[Start of Task input]
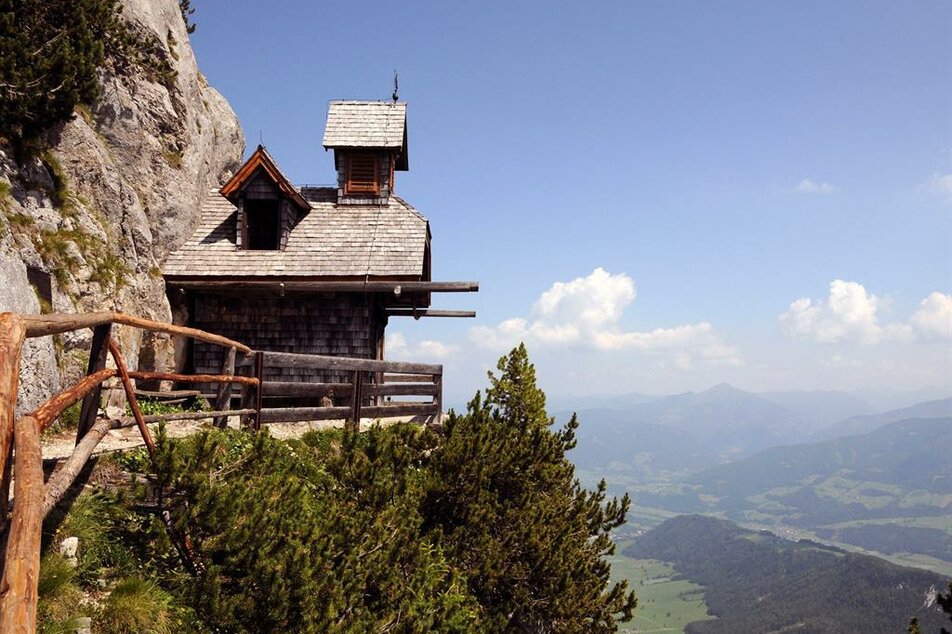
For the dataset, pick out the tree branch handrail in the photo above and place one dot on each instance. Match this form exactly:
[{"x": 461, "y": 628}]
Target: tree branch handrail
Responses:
[
  {"x": 18, "y": 589},
  {"x": 42, "y": 325}
]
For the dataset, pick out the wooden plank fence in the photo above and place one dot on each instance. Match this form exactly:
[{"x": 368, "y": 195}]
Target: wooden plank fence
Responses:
[{"x": 376, "y": 390}]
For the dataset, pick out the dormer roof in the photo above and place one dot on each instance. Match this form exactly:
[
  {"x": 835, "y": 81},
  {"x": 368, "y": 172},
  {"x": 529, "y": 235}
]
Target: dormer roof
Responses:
[
  {"x": 368, "y": 125},
  {"x": 261, "y": 159}
]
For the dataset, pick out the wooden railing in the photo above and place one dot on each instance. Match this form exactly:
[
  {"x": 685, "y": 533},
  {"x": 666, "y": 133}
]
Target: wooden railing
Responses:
[{"x": 368, "y": 394}]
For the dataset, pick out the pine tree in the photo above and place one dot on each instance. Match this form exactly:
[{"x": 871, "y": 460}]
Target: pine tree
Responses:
[
  {"x": 50, "y": 51},
  {"x": 529, "y": 539}
]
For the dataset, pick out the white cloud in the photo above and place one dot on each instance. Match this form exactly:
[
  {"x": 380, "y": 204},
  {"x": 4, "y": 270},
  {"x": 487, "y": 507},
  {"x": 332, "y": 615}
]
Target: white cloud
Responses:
[
  {"x": 587, "y": 310},
  {"x": 850, "y": 313},
  {"x": 399, "y": 348},
  {"x": 939, "y": 185},
  {"x": 807, "y": 186},
  {"x": 933, "y": 319}
]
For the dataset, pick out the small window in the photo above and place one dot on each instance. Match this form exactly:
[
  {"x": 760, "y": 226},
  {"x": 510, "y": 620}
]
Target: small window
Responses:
[
  {"x": 362, "y": 174},
  {"x": 263, "y": 224}
]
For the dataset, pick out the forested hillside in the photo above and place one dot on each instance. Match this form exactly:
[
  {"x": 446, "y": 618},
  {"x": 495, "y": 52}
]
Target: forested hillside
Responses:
[{"x": 756, "y": 582}]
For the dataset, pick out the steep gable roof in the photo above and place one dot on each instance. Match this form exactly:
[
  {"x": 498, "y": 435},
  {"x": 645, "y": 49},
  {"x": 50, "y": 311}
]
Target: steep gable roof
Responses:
[
  {"x": 331, "y": 240},
  {"x": 260, "y": 159}
]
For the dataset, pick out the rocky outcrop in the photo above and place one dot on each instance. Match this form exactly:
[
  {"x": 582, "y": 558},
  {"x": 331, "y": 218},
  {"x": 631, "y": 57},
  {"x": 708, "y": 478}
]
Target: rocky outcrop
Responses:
[{"x": 119, "y": 189}]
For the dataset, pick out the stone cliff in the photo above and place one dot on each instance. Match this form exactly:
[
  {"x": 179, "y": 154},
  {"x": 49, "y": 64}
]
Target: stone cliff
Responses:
[{"x": 86, "y": 224}]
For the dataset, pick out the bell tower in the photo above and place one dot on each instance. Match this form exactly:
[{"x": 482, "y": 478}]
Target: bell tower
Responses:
[{"x": 369, "y": 139}]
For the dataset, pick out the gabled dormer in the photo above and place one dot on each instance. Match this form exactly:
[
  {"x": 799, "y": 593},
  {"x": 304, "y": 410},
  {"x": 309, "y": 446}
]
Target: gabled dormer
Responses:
[
  {"x": 369, "y": 139},
  {"x": 268, "y": 205}
]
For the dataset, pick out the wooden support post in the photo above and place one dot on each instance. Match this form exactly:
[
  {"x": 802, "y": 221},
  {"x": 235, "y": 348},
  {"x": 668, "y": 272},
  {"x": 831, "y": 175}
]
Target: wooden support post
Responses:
[
  {"x": 356, "y": 399},
  {"x": 247, "y": 396},
  {"x": 438, "y": 400},
  {"x": 64, "y": 477},
  {"x": 18, "y": 590},
  {"x": 131, "y": 396},
  {"x": 97, "y": 361},
  {"x": 12, "y": 334},
  {"x": 223, "y": 398},
  {"x": 259, "y": 390}
]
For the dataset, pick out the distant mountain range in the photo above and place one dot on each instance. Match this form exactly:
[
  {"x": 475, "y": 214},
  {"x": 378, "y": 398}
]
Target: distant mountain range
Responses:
[
  {"x": 871, "y": 422},
  {"x": 888, "y": 491},
  {"x": 673, "y": 436},
  {"x": 757, "y": 582}
]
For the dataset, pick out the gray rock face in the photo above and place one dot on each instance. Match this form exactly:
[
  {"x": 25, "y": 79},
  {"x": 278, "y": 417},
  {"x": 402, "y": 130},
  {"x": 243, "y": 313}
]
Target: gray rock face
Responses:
[{"x": 120, "y": 189}]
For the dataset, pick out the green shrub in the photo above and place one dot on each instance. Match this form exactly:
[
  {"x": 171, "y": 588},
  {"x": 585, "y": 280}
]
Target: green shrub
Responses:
[
  {"x": 135, "y": 606},
  {"x": 60, "y": 598}
]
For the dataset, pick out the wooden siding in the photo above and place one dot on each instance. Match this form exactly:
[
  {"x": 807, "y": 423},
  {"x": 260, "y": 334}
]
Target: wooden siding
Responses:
[{"x": 341, "y": 324}]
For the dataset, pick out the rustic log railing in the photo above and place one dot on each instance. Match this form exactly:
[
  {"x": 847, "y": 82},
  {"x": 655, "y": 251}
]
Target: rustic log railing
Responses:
[{"x": 368, "y": 393}]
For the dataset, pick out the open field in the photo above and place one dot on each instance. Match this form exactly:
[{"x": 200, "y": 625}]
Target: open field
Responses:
[{"x": 664, "y": 605}]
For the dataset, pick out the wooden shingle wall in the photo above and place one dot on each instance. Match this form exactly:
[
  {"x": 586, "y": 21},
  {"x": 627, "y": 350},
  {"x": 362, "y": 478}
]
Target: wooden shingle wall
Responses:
[{"x": 341, "y": 324}]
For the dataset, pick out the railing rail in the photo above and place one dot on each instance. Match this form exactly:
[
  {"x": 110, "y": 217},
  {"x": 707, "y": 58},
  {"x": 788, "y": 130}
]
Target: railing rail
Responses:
[{"x": 368, "y": 393}]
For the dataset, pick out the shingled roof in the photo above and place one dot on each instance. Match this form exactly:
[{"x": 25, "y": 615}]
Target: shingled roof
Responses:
[
  {"x": 366, "y": 124},
  {"x": 328, "y": 241}
]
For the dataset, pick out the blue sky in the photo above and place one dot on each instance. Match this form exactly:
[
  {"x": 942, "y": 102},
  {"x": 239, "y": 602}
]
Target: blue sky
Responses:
[{"x": 648, "y": 192}]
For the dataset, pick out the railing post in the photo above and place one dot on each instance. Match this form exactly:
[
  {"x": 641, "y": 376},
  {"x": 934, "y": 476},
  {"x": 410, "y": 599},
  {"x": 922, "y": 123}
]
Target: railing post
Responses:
[
  {"x": 131, "y": 396},
  {"x": 97, "y": 361},
  {"x": 223, "y": 398},
  {"x": 12, "y": 334},
  {"x": 356, "y": 400},
  {"x": 247, "y": 394},
  {"x": 438, "y": 399},
  {"x": 259, "y": 392}
]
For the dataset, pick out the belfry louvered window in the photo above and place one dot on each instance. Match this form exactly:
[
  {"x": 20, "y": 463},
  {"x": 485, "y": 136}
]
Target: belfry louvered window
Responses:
[{"x": 362, "y": 174}]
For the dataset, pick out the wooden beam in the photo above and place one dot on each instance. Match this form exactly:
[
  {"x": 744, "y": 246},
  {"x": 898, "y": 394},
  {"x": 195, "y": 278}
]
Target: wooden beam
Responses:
[
  {"x": 49, "y": 411},
  {"x": 298, "y": 414},
  {"x": 131, "y": 396},
  {"x": 356, "y": 286},
  {"x": 18, "y": 590},
  {"x": 65, "y": 475},
  {"x": 97, "y": 361},
  {"x": 324, "y": 362},
  {"x": 12, "y": 334},
  {"x": 428, "y": 312},
  {"x": 409, "y": 378},
  {"x": 400, "y": 409},
  {"x": 295, "y": 388},
  {"x": 192, "y": 378},
  {"x": 41, "y": 325},
  {"x": 223, "y": 398},
  {"x": 259, "y": 394},
  {"x": 402, "y": 389},
  {"x": 356, "y": 401},
  {"x": 126, "y": 421}
]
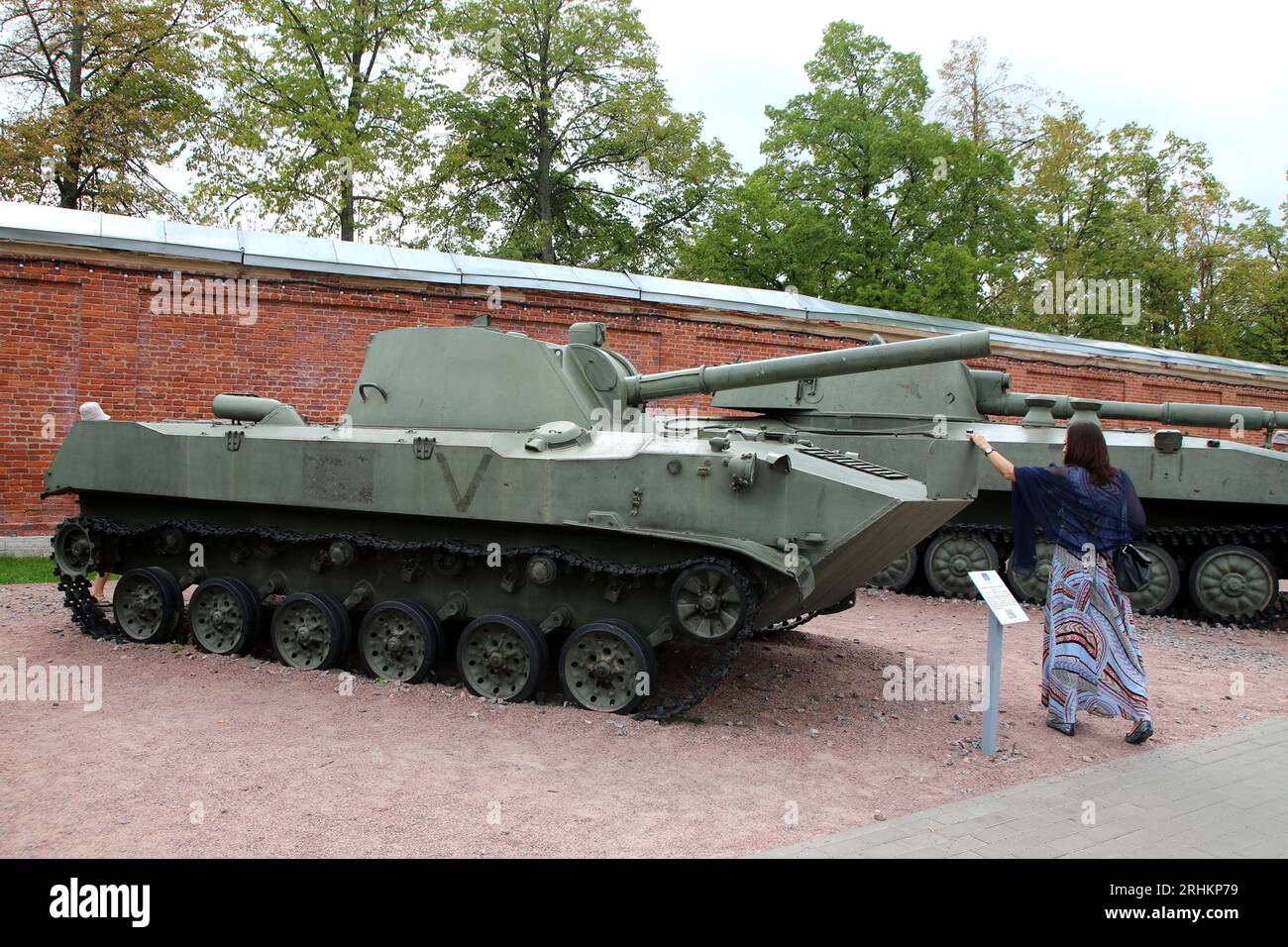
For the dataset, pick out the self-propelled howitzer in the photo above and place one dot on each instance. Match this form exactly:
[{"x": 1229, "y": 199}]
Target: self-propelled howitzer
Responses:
[
  {"x": 1218, "y": 508},
  {"x": 477, "y": 487}
]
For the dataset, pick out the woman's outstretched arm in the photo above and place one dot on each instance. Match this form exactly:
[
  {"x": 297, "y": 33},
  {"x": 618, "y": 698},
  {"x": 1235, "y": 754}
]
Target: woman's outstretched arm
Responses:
[{"x": 1001, "y": 464}]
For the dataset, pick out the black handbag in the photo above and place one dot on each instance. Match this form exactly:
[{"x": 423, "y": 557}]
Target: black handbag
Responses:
[{"x": 1131, "y": 569}]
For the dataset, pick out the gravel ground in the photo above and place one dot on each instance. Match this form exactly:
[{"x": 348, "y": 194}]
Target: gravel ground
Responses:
[{"x": 209, "y": 757}]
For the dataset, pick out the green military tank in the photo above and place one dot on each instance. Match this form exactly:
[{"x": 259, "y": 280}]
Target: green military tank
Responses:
[
  {"x": 1218, "y": 509},
  {"x": 500, "y": 491}
]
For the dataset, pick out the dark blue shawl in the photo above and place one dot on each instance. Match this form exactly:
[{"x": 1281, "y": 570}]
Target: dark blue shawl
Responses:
[{"x": 1070, "y": 510}]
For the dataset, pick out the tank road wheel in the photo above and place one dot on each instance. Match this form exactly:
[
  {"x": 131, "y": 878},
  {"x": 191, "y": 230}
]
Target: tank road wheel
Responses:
[
  {"x": 502, "y": 657},
  {"x": 310, "y": 630},
  {"x": 1033, "y": 586},
  {"x": 1164, "y": 581},
  {"x": 600, "y": 667},
  {"x": 900, "y": 574},
  {"x": 707, "y": 602},
  {"x": 149, "y": 604},
  {"x": 224, "y": 616},
  {"x": 399, "y": 641},
  {"x": 951, "y": 557},
  {"x": 73, "y": 549},
  {"x": 1233, "y": 581}
]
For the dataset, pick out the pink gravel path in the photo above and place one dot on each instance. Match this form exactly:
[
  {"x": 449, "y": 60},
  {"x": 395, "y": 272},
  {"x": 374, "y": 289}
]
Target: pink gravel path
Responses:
[{"x": 282, "y": 764}]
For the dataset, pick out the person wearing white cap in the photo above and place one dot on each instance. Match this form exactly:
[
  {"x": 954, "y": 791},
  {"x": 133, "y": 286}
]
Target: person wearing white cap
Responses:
[{"x": 93, "y": 411}]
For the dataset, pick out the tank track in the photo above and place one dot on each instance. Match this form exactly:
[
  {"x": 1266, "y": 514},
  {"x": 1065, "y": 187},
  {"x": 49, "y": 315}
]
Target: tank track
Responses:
[
  {"x": 1172, "y": 538},
  {"x": 706, "y": 671},
  {"x": 785, "y": 625}
]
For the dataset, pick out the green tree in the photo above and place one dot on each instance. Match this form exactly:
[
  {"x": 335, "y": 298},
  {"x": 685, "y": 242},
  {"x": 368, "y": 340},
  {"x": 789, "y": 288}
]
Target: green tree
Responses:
[
  {"x": 102, "y": 93},
  {"x": 864, "y": 201},
  {"x": 326, "y": 115},
  {"x": 980, "y": 99},
  {"x": 565, "y": 146}
]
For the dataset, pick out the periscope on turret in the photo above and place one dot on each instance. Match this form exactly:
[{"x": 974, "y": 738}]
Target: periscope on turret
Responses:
[{"x": 468, "y": 512}]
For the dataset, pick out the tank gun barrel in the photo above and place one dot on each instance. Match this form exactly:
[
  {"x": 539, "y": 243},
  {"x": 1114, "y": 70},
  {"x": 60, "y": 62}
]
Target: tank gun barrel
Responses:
[
  {"x": 851, "y": 361},
  {"x": 1017, "y": 405}
]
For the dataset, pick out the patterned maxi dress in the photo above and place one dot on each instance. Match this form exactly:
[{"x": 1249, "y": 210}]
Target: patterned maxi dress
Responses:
[{"x": 1090, "y": 654}]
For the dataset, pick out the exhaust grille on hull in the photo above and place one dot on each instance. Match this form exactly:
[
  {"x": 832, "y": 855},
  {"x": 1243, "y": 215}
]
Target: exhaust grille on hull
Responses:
[{"x": 854, "y": 463}]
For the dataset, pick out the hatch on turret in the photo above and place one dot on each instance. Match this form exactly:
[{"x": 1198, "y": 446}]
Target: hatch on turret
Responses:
[{"x": 463, "y": 377}]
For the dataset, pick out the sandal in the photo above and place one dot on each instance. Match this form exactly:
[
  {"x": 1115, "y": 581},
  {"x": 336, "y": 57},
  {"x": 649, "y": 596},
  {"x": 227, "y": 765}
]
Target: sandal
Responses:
[
  {"x": 1142, "y": 732},
  {"x": 1056, "y": 724}
]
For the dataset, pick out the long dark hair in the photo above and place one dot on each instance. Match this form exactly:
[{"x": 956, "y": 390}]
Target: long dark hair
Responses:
[{"x": 1085, "y": 446}]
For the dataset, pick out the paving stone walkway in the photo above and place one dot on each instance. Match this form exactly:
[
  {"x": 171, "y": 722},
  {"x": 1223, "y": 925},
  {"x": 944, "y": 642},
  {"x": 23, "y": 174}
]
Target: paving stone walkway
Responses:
[{"x": 1224, "y": 796}]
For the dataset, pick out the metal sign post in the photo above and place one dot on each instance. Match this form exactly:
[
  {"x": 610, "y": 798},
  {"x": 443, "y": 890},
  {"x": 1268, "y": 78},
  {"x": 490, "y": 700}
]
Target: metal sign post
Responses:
[{"x": 1003, "y": 609}]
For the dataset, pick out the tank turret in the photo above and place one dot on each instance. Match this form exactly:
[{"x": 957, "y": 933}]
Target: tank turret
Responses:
[
  {"x": 483, "y": 377},
  {"x": 1218, "y": 508}
]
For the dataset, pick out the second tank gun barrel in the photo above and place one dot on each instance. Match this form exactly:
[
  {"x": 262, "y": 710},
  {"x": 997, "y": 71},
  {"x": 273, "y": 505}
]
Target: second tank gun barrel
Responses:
[
  {"x": 1017, "y": 405},
  {"x": 815, "y": 365}
]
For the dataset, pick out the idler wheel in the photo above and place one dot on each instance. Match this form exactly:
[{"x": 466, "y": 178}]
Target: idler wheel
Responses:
[
  {"x": 73, "y": 549},
  {"x": 310, "y": 630},
  {"x": 399, "y": 641},
  {"x": 502, "y": 657},
  {"x": 1163, "y": 583},
  {"x": 951, "y": 558},
  {"x": 601, "y": 664},
  {"x": 1033, "y": 586},
  {"x": 1233, "y": 581},
  {"x": 900, "y": 574},
  {"x": 707, "y": 602},
  {"x": 224, "y": 616},
  {"x": 149, "y": 604}
]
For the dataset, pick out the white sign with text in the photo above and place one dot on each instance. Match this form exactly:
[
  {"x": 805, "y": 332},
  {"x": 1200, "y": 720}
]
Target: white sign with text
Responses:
[{"x": 999, "y": 598}]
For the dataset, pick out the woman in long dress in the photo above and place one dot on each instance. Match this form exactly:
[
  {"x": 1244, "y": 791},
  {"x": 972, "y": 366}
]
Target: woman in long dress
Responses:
[{"x": 1089, "y": 509}]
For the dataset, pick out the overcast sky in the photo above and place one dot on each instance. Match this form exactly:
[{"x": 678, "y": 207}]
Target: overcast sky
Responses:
[{"x": 1214, "y": 72}]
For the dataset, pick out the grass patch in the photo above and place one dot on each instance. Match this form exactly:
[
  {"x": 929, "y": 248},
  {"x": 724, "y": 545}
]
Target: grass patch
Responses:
[{"x": 14, "y": 570}]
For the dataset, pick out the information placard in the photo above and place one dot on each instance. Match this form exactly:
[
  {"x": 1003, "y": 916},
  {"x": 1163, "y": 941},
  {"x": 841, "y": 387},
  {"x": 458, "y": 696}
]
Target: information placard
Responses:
[{"x": 999, "y": 598}]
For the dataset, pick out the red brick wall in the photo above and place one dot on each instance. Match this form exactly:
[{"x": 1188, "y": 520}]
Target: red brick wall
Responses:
[{"x": 78, "y": 326}]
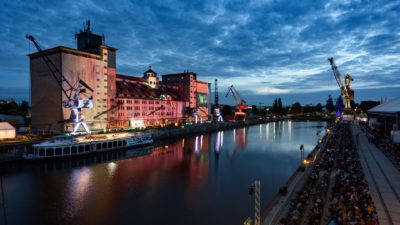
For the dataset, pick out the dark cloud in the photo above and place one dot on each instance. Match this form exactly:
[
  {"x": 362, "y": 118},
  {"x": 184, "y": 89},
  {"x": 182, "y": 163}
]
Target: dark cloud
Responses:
[{"x": 265, "y": 48}]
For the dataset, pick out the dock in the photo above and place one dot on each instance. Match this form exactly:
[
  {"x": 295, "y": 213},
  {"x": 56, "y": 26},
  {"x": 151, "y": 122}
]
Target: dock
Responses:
[{"x": 372, "y": 172}]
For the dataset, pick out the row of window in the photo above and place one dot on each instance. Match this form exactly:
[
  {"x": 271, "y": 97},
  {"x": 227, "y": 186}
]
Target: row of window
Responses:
[
  {"x": 79, "y": 149},
  {"x": 129, "y": 101},
  {"x": 144, "y": 108},
  {"x": 136, "y": 114}
]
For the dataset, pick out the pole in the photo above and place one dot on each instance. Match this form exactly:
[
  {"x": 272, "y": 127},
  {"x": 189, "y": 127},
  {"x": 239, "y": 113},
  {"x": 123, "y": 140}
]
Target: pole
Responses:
[
  {"x": 3, "y": 200},
  {"x": 257, "y": 202},
  {"x": 301, "y": 154}
]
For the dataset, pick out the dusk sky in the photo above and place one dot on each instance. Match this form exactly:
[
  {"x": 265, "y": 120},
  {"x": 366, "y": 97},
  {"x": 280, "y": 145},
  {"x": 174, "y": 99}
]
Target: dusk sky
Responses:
[{"x": 265, "y": 48}]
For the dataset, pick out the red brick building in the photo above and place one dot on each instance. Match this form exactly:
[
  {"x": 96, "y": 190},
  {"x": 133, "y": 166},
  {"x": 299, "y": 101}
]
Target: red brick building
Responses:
[{"x": 119, "y": 100}]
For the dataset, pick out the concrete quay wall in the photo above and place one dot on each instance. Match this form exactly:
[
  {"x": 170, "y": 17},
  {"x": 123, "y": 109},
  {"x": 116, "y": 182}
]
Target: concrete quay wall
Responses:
[{"x": 14, "y": 151}]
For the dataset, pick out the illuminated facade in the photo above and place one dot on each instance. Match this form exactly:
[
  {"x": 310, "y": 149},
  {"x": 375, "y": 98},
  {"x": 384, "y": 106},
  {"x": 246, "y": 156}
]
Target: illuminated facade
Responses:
[{"x": 120, "y": 101}]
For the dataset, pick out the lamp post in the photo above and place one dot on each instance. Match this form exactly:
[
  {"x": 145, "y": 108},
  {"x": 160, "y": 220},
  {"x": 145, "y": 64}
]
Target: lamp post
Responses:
[
  {"x": 301, "y": 154},
  {"x": 255, "y": 190}
]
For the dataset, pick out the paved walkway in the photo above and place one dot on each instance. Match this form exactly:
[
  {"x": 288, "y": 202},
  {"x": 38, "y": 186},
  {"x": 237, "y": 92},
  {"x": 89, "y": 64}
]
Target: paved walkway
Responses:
[
  {"x": 383, "y": 179},
  {"x": 281, "y": 206}
]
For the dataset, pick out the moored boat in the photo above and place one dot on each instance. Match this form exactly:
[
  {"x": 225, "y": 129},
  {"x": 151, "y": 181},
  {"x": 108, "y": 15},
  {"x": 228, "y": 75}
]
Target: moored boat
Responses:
[{"x": 86, "y": 144}]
[End of Task input]
- Exercise brief -
Copy exactly the line containing "For the dataset, pick out the illuminated" and every line after it, ending with the last line of the records above.

- In response -
For the dataset, pick out the illuminated facade in the photo above and place one dot on each instance. Match this form exactly:
[
  {"x": 310, "y": 149},
  {"x": 375, "y": 98},
  {"x": 384, "y": 106},
  {"x": 246, "y": 156}
]
Target: illuminated facade
Responses:
[{"x": 120, "y": 101}]
For the dataset, pick out the lamp post in the photo above and place one dot on each instance. Match this form exactly:
[
  {"x": 145, "y": 108},
  {"x": 160, "y": 220},
  {"x": 145, "y": 64}
]
Target: lamp post
Responses:
[
  {"x": 301, "y": 154},
  {"x": 255, "y": 190}
]
For the dataset, pick out the paved walkway in the photo above and place one dot on each instance. Match this form exactly:
[
  {"x": 288, "y": 202},
  {"x": 38, "y": 186},
  {"x": 237, "y": 92},
  {"x": 89, "y": 64}
]
Target: paved walkway
Responses:
[
  {"x": 383, "y": 179},
  {"x": 281, "y": 206}
]
For the dataset, pick out the moored boat in the photo above and place one dot on each instance. Match this form exactly:
[
  {"x": 225, "y": 129},
  {"x": 151, "y": 181},
  {"x": 108, "y": 15},
  {"x": 228, "y": 75}
]
Target: moored boat
Responses:
[{"x": 86, "y": 144}]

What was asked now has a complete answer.